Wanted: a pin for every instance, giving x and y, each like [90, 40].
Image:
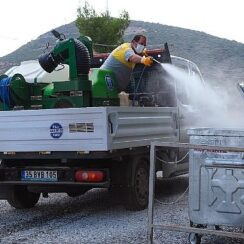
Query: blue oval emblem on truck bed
[56, 130]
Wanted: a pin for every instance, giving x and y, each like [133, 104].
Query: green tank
[104, 88]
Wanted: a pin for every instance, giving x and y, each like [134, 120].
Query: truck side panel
[86, 129]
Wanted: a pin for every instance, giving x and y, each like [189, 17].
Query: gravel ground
[98, 217]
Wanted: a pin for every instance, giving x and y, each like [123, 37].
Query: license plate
[39, 175]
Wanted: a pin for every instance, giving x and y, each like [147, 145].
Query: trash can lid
[238, 132]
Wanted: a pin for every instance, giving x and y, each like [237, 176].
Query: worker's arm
[138, 59]
[135, 59]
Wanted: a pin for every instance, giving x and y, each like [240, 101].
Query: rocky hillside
[218, 59]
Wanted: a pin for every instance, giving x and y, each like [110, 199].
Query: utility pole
[107, 11]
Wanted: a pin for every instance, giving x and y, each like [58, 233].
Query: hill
[219, 59]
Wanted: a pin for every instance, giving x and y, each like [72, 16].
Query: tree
[105, 31]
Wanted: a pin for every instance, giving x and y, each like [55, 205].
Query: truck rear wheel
[21, 198]
[136, 195]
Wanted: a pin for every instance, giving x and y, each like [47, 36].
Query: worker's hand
[147, 61]
[144, 53]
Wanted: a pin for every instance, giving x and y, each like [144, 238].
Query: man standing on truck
[122, 60]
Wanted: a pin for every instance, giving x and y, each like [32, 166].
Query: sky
[24, 20]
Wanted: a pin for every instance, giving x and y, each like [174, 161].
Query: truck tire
[21, 198]
[136, 194]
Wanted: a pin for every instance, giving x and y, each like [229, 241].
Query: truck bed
[86, 129]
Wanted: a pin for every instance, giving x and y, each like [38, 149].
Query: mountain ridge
[218, 58]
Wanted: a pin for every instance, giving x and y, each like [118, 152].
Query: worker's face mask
[139, 48]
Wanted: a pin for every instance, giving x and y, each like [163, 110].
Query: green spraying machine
[85, 88]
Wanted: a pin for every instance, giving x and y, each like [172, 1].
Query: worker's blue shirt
[118, 62]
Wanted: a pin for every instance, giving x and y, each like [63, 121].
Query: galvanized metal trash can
[216, 178]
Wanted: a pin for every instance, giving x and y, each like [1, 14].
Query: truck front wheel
[136, 194]
[20, 197]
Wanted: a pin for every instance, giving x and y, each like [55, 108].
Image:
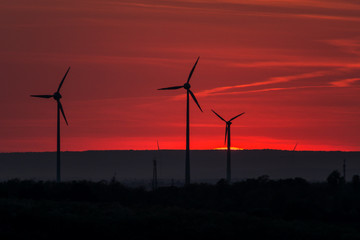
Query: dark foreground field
[252, 209]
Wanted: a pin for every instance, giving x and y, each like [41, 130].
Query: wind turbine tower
[57, 96]
[187, 87]
[227, 138]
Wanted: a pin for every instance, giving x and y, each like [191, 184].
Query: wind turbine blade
[42, 96]
[218, 115]
[192, 70]
[236, 116]
[226, 131]
[62, 81]
[193, 96]
[62, 111]
[171, 88]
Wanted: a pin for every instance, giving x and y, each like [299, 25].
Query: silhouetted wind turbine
[187, 87]
[57, 96]
[227, 137]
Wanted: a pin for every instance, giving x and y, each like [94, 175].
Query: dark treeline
[254, 208]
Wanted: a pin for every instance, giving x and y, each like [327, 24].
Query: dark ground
........
--- WHAT YOU WILL DO ---
Scan the entries above for the line containing "like [189, 17].", and copy it and all lines after it exactly, down to and including the line containing "like [240, 101].".

--- TASK RESPONSE ---
Wanted: a pin for every instance, giving x and y, each like [189, 17].
Query: gravel ground
[98, 217]
Wanted: a pin for every instance, giving x and y, each like [123, 37].
Query: license plate
[39, 175]
Wanted: a pin for every instance, giving x and y, each like [147, 145].
Query: trash can lid
[238, 132]
Wanted: a pin for every instance, giving x and y, each like [237, 176].
Query: worker's arm
[138, 59]
[135, 59]
Wanted: a pin for every instance, giving x and y, each like [240, 101].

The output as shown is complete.